>> Begin RECORD LIST

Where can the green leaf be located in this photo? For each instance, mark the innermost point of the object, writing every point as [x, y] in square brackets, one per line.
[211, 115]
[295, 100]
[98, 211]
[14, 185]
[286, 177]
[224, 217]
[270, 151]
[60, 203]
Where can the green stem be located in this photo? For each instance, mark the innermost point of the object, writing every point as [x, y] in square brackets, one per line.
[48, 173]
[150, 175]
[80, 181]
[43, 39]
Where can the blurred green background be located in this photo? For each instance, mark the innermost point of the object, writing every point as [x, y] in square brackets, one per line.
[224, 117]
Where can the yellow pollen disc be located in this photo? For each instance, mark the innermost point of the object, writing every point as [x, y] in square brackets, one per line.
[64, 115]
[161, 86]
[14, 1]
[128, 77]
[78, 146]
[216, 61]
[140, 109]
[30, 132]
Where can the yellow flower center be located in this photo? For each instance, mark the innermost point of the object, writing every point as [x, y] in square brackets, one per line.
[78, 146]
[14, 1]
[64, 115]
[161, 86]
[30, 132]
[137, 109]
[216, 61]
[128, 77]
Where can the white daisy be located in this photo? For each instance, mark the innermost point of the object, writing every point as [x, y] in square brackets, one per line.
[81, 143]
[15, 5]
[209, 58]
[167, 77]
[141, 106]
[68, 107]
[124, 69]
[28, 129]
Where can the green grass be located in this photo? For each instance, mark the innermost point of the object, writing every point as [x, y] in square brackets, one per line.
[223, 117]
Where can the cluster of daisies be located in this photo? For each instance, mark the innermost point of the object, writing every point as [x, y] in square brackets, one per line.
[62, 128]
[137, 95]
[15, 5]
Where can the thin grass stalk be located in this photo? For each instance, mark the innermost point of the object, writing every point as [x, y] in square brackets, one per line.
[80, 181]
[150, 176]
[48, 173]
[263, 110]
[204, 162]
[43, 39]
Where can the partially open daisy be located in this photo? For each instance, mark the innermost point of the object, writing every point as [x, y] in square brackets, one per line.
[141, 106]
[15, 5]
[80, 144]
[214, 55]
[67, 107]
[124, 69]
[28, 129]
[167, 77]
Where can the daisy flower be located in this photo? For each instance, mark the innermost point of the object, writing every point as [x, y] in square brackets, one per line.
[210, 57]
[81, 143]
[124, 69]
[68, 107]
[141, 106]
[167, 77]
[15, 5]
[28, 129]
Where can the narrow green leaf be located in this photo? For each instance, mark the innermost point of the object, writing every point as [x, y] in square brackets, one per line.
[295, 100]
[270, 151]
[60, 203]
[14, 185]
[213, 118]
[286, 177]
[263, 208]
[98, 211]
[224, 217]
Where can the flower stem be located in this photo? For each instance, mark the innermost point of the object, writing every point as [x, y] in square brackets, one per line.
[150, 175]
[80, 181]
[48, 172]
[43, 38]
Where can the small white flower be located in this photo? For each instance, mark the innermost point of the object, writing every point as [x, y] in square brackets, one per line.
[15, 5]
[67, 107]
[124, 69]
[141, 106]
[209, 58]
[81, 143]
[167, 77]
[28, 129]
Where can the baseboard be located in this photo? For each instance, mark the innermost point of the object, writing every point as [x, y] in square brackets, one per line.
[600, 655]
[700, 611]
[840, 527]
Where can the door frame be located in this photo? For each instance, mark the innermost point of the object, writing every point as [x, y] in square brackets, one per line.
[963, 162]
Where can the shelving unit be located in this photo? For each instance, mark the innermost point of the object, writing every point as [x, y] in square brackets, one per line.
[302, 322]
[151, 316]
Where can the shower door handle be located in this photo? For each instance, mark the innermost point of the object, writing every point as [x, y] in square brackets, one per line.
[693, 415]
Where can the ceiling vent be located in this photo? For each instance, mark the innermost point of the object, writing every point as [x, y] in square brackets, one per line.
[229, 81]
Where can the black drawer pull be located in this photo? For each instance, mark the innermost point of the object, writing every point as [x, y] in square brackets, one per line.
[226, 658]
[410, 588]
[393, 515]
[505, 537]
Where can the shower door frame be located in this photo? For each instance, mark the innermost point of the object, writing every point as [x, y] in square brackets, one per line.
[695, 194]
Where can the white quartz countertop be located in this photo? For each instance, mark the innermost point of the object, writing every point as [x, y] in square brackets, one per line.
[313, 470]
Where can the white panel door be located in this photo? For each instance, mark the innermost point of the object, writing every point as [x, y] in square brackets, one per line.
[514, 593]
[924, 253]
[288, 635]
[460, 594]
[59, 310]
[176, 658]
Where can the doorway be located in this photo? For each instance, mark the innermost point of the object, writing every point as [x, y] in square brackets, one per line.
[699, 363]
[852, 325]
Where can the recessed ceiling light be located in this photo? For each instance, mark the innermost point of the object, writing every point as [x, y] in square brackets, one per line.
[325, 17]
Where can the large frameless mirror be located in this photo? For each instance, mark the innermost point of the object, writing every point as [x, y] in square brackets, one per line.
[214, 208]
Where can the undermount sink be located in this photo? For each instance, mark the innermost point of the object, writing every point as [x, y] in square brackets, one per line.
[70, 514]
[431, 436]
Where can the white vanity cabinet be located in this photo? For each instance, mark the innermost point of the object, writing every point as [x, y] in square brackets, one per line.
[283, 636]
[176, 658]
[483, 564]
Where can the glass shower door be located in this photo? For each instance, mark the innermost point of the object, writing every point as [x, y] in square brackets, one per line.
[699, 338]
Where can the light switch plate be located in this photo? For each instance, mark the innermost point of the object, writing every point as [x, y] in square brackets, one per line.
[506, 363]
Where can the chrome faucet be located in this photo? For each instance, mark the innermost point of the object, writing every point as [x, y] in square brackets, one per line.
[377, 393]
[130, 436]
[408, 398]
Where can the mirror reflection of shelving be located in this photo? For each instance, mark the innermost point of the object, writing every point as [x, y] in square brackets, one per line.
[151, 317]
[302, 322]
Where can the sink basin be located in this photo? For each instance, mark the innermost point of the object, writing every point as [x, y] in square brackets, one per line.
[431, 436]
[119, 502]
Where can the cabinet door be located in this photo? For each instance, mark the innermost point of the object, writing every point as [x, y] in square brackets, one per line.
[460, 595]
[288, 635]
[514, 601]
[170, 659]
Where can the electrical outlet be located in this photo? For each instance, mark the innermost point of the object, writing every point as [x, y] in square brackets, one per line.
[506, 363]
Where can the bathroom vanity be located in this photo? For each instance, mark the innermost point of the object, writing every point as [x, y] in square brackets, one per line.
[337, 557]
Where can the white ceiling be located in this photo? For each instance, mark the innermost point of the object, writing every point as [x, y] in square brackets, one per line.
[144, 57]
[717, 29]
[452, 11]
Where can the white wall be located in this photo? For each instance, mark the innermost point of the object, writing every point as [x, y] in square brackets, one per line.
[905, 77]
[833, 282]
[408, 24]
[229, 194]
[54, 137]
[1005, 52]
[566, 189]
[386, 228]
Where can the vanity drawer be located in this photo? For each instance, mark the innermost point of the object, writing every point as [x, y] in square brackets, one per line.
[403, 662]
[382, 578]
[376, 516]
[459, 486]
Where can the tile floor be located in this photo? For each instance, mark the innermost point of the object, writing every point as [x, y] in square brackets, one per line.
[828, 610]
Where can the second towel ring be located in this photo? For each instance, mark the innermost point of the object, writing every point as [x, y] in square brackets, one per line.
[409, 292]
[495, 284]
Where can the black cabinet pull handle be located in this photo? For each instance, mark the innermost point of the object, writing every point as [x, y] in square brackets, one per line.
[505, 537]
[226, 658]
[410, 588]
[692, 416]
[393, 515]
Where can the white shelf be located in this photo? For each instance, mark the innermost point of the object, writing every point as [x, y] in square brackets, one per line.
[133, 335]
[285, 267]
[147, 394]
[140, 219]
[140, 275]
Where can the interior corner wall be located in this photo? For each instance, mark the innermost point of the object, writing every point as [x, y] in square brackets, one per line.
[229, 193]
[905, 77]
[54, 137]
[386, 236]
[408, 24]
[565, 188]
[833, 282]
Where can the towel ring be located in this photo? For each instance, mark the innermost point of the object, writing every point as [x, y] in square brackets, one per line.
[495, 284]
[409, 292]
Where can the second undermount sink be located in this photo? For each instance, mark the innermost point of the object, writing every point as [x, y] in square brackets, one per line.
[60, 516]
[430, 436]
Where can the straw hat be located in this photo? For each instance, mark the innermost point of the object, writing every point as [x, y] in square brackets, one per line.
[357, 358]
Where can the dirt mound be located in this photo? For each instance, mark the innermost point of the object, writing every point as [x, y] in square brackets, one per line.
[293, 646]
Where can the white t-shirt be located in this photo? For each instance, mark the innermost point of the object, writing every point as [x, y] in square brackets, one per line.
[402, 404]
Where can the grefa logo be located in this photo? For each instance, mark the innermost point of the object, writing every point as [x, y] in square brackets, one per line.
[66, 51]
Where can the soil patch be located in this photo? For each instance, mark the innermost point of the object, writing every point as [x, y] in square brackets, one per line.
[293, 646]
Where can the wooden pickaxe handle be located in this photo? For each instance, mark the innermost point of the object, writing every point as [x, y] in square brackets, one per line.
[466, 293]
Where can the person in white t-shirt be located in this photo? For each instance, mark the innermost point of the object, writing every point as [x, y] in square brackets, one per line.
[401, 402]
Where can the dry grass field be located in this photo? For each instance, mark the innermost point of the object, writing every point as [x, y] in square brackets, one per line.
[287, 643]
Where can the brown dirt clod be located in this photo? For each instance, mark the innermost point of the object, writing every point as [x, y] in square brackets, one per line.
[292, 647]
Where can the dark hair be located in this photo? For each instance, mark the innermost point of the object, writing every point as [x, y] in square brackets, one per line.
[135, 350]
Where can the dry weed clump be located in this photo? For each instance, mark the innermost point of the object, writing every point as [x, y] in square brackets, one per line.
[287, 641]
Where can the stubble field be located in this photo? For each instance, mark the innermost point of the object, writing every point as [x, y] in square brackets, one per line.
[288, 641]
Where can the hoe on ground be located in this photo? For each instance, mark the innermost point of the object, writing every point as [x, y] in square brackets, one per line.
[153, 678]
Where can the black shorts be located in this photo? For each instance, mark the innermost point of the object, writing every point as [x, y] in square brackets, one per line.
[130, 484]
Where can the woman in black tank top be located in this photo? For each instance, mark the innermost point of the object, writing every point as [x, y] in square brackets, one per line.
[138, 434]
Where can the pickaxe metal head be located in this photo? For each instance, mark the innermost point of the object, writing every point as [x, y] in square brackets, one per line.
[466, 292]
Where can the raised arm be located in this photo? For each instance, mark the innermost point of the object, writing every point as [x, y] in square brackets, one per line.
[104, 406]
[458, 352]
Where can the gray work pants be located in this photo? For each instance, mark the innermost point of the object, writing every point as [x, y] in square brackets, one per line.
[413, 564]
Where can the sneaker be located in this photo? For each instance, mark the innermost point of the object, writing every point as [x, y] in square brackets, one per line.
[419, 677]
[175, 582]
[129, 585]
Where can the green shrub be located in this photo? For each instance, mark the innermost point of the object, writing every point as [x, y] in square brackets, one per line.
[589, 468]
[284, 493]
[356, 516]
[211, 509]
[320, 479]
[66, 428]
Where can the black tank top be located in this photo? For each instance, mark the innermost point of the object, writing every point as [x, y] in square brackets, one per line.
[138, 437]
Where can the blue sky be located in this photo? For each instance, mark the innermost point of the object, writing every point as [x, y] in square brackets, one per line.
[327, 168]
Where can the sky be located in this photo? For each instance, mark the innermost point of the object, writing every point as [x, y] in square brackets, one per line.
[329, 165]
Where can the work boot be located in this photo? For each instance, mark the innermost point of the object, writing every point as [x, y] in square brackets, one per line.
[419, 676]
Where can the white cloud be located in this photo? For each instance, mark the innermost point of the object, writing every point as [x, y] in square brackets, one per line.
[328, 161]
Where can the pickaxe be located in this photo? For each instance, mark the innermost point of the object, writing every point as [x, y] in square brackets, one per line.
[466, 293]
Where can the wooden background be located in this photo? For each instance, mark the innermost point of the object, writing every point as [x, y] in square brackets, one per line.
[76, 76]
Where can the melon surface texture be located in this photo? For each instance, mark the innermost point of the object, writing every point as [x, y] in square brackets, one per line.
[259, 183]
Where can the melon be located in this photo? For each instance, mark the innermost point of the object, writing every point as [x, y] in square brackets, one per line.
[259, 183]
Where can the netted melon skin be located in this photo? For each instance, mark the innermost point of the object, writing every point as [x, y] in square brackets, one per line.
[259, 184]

>> End RECORD LIST

_THE PROBLEM_
Everything from the line with "Where can the white cloud" to the end of the listing above needs to be duplicated exactly, both end lines included, with nothing more.

_TASK RESPONSE_
Where can the white cloud be located in this photo? For each instance, mark the innermost point of the object, writing every point as [x, y] in square brackets, one per line.
[328, 161]
Where can the pickaxe be located in this photo? For each instance, mark the innermost point of the object, writing every point as [x, y] in square brackets, one per line.
[466, 293]
Where can the wooden background be located in this photo? For each instance, mark the innermost point of the object, writing every point as [x, y] in square brackets, one per line.
[76, 76]
Where can the melon surface texture be located in this photo? For each instance, mark the innermost point of the object, writing every point as [x, y] in square brackets, one per line.
[259, 183]
Where can the melon be located in this photo? For each instance, mark the innermost point of the object, writing every point as [x, y] in square brackets, one per line.
[259, 183]
Where can the netted melon skin be located in this photo? For each instance, mark the innermost point of the object, writing every point as [x, y] in square brackets, one per line.
[259, 184]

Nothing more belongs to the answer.